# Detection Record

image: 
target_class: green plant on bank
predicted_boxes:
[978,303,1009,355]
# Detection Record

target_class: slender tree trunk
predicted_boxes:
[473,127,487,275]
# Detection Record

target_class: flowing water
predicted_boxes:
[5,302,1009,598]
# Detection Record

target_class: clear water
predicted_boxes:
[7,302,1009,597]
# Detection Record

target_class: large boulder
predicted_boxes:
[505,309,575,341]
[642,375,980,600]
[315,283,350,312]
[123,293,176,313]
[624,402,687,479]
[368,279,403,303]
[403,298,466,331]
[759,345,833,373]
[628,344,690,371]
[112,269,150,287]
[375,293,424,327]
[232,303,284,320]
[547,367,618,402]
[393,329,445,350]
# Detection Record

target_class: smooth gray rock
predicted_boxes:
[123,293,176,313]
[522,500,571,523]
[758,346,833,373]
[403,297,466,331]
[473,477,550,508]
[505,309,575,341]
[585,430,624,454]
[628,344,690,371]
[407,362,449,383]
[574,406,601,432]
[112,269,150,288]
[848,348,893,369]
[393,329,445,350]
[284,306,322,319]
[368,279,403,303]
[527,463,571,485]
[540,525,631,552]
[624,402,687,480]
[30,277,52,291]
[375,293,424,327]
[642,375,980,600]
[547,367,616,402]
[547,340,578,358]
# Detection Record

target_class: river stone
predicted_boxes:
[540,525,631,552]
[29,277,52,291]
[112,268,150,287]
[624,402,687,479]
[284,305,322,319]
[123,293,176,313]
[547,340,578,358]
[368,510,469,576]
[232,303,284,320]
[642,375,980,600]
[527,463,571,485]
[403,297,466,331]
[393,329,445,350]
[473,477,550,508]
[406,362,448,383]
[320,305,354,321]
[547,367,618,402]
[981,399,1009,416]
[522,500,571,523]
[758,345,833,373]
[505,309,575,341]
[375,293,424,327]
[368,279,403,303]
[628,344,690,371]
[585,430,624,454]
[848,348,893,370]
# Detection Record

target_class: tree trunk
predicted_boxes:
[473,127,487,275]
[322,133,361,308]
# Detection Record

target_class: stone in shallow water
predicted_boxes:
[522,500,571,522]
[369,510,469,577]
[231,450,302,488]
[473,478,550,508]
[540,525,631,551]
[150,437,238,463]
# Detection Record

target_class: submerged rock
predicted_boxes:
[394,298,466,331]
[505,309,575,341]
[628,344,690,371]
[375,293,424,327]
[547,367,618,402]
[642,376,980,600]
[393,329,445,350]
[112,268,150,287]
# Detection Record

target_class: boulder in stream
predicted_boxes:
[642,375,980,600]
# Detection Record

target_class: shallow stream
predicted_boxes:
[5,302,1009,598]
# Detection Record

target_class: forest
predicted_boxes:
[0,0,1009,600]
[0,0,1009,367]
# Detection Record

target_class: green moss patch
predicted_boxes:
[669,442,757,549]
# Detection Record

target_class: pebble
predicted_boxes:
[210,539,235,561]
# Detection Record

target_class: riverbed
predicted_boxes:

---

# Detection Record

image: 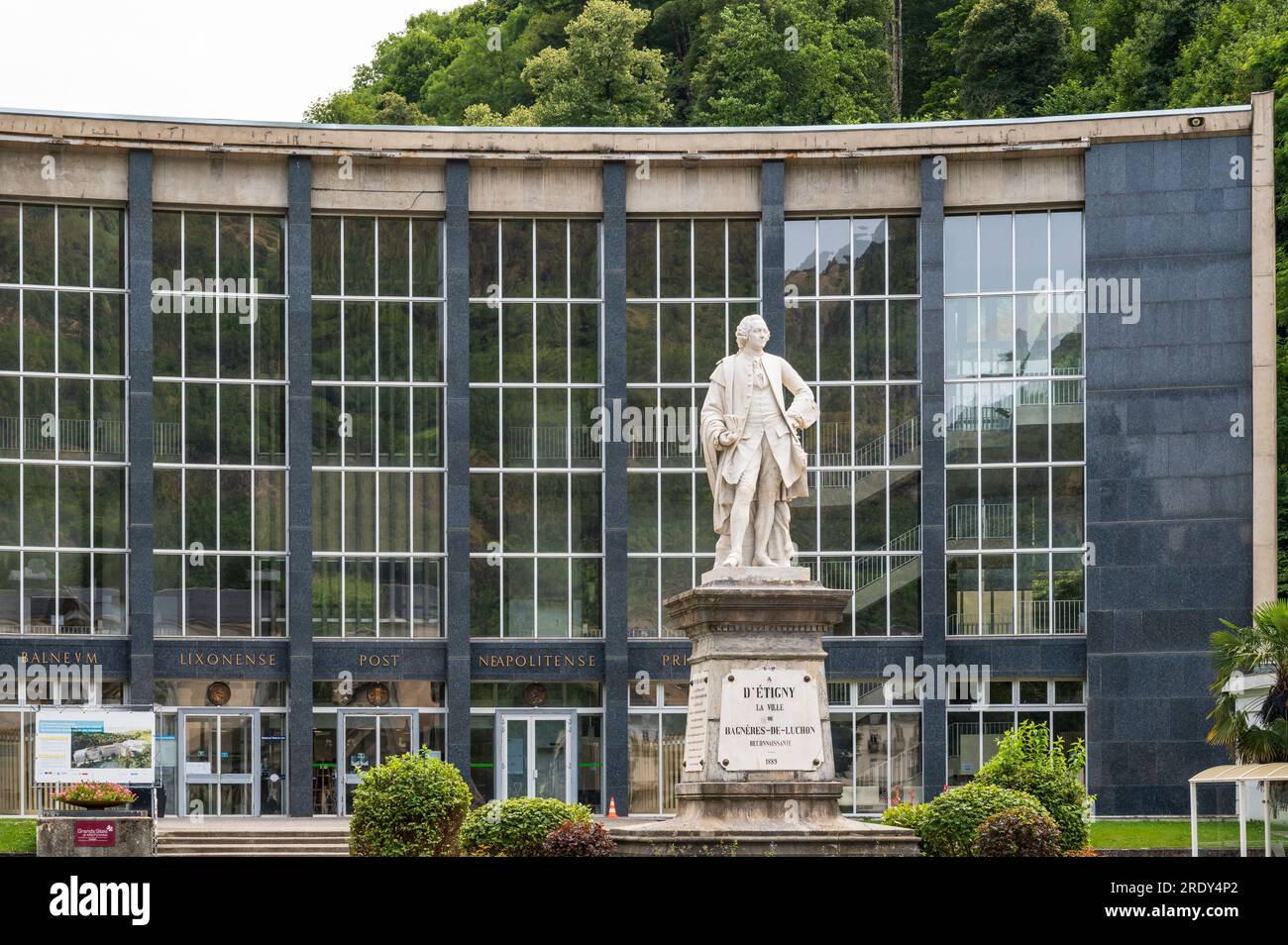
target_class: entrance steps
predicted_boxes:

** Job **
How many of the lines above contain the string "stone"? Reply with the count only.

** Result of the task **
2